## Input data
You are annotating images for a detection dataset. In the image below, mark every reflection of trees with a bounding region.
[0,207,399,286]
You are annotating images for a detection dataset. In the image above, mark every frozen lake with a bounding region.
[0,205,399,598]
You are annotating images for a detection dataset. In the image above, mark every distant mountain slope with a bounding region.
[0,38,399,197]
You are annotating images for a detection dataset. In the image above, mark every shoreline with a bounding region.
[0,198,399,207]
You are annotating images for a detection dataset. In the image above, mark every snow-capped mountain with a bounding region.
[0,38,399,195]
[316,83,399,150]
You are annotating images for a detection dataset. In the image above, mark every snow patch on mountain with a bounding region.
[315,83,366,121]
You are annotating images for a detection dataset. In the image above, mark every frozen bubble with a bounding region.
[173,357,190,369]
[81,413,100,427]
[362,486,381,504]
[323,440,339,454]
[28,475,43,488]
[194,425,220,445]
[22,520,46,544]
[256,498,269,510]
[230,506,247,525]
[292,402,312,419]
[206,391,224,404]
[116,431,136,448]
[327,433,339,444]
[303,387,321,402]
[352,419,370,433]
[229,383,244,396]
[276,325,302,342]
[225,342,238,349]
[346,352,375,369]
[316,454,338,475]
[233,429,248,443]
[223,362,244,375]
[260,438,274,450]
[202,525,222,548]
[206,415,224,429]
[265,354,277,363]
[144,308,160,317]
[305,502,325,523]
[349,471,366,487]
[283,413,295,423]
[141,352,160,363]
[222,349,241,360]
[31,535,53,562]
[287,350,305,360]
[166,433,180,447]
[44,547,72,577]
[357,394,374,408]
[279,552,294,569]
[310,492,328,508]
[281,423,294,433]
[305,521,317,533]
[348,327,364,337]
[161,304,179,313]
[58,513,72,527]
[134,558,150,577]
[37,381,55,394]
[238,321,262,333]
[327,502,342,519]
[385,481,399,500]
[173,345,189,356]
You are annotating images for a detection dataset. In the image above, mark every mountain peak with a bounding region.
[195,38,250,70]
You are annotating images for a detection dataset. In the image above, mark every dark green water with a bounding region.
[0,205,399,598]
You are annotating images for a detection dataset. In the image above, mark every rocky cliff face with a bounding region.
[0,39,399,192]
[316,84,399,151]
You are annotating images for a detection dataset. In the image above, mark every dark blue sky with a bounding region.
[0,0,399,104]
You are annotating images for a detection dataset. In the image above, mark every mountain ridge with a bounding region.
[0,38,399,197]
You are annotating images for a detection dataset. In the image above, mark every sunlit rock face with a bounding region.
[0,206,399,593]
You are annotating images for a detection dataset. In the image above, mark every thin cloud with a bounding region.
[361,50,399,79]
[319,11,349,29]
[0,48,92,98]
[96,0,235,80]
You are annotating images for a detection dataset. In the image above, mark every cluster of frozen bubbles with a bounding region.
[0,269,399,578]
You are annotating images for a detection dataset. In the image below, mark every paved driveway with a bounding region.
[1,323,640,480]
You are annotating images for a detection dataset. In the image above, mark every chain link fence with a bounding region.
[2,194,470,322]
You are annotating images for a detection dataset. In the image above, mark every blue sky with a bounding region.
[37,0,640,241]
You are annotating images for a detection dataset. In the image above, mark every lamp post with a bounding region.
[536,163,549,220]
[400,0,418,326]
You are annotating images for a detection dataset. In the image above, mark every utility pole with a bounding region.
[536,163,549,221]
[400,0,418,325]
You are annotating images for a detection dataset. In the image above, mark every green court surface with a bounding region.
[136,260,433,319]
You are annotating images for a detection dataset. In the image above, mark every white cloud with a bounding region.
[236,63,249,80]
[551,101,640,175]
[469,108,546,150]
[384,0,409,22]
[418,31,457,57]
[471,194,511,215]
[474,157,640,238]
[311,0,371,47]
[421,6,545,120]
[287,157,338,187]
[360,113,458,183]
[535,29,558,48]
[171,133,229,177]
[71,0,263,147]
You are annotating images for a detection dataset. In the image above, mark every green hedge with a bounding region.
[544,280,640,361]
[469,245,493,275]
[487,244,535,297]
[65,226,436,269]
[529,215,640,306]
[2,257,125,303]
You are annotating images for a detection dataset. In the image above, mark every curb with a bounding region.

## Task directions
Quote the entire listing above word for word, with every line unchanged and in its original order.

## Full answer
You are annotating images for a detection dataset. In the image below, mark every reflection of trees with a bounding region.
[0,207,399,286]
You are annotating images for a detection dataset. In the image above, mark every frozen lake with a bounding region.
[0,205,399,598]
You are annotating images for a detection dataset. In the image above, mark every distant mountain slope with a bounding region.
[0,38,399,197]
You are annotating images for a detection dataset. In the image above, mark every shoreline with a bounding region.
[0,198,399,207]
You are annotating images for a detection dataset. In the image above, mark every snow-capped mountain with a bounding region.
[0,38,399,195]
[316,83,399,150]
You are annotating images for a detection dataset. In the image above, mark every snow patch on mountain with a bounding region.
[315,83,366,121]
You are annotating images for a detection dataset. In the image above, mark every frozen bubble with a bounding region.
[173,357,190,369]
[81,413,100,427]
[362,486,381,504]
[323,440,339,454]
[28,475,43,488]
[194,425,220,445]
[22,520,46,544]
[256,498,269,510]
[230,506,247,525]
[292,402,312,419]
[206,391,224,404]
[116,431,136,448]
[327,433,339,444]
[303,387,321,402]
[352,419,370,433]
[229,383,244,396]
[276,325,302,342]
[225,342,238,349]
[346,352,375,369]
[316,454,338,475]
[233,429,248,443]
[223,362,244,375]
[260,438,274,450]
[202,525,222,548]
[206,415,224,429]
[265,354,277,363]
[144,308,160,317]
[305,502,325,523]
[349,471,366,487]
[283,413,295,423]
[141,352,160,363]
[222,349,241,360]
[31,535,53,562]
[287,350,305,360]
[166,433,180,447]
[44,547,72,577]
[357,394,374,408]
[279,552,294,569]
[310,492,328,508]
[281,423,294,433]
[305,521,317,533]
[348,327,364,337]
[161,304,179,313]
[58,513,72,527]
[134,558,150,577]
[37,381,55,394]
[238,321,262,333]
[327,502,342,519]
[385,481,399,500]
[173,345,189,356]
You are annotating images for a detection dataset. In the image above, mark every mountain peak with a bounding region.
[195,38,250,70]
You are annotating images for a detection dataset. In the image above, mark every dark green water with a bounding region.
[0,205,399,598]
You are annotating images for a detection dataset. In the image above, mark every rocky cliff face with a bounding region.
[0,39,399,192]
[316,84,399,151]
You are annotating images for a detection dataset. In the image above, mark every dark blue sky with a bounding region.
[0,0,399,104]
You are annotating images for a detection dataset. In the image above, mark every mountain ridge with a bounding region.
[0,38,399,197]
You are annotating images for a detection dataset. In the image above, mark every sunlit rock face with a bounding region.
[0,206,399,593]
You are annotating images for a detection dataset. In the image above, mark every thin cloud with a bounding region.
[361,50,399,79]
[319,11,349,29]
[0,48,92,98]
[96,0,235,80]
You are annotating images for a detection dataset. In the image above, mark every cluster of frozen bubbles with a bounding region.
[0,269,399,578]
You are annotating images for a detection dataset. In the image below, mark every paved driveway with a bounding region.
[1,323,640,480]
You are annotating images for a detection dataset. In the image above, mark every chain link fence with a bounding region.
[2,194,470,322]
You are annotating images for a detection dataset. In the image above, mark every blue sky with a bounding region.
[37,0,640,241]
You are annotating images for a detection dataset. In the image above, mark every lamp post with a bounding region.
[536,163,549,220]
[400,0,418,326]
You are annotating images for a detection dataset. In the image above, mark every utility pole with a bounding region.
[536,163,549,221]
[400,0,418,325]
You are annotating images for a detection dataset. In the image above, mark every green court surface with a bounding region.
[136,260,433,319]
You are annotating images for a detection dataset. In the image above, mark every white cloud with a bounding region.
[236,63,249,80]
[551,101,640,175]
[469,108,546,150]
[384,0,409,22]
[418,31,457,57]
[471,194,511,215]
[474,157,640,238]
[311,0,371,47]
[421,6,545,120]
[287,157,338,187]
[360,113,458,183]
[535,29,558,48]
[171,133,229,177]
[71,0,263,147]
You are annotating images for a detection dataset. In the image above, mark every green hedge with a bounding region.
[544,280,640,361]
[469,245,493,275]
[487,244,535,297]
[65,226,436,269]
[529,215,640,306]
[2,257,125,303]
You are annotating images for a detection dataset. In the image above, mark every curb with a bounding region.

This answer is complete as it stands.